[Location identification records]
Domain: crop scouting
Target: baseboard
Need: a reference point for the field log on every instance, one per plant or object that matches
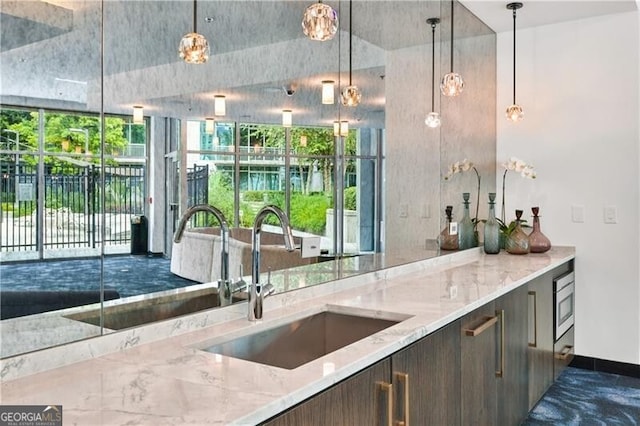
(606, 366)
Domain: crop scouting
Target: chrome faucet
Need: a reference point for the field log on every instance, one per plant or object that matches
(258, 292)
(224, 291)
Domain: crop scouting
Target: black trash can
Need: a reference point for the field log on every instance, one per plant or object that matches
(139, 235)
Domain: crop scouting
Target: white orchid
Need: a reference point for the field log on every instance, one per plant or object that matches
(458, 167)
(464, 166)
(516, 165)
(519, 166)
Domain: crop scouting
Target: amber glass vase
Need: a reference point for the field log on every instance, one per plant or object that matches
(449, 235)
(538, 242)
(517, 241)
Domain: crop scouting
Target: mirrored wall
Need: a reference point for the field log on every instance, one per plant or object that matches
(93, 192)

- [Your task]: Copy every line of the records above word for word, leaving out the pictures.

- [Result for this exercise]:
Domain: crop scouting
Target: baseboard
Need: a reference point for the field log on every instance, one per plant or object that matches
(606, 366)
Domain: crop scouting
Target: chrome faucet
Need: a reference point for the field log on every instance, one per plant or object that matches
(258, 292)
(224, 291)
Domain: crop scouting
Target: black trash can
Need: a reference point for the field log on every instance, one per plant or object that matches
(139, 235)
Domain: crop scouting
Target: white orchid
Need: a reference point for the field log on every instance, one per plant or object that matches
(458, 167)
(464, 166)
(516, 165)
(519, 166)
Domain: crop scouting
Target: amber glass vase
Need: a reference point for the field log on every instance, one per plant or object that matches
(449, 235)
(538, 242)
(517, 241)
Domain: crop scouting
Target: mirrored wall
Need: a reference point for the field log on every instance, one per plant or object that matches
(93, 192)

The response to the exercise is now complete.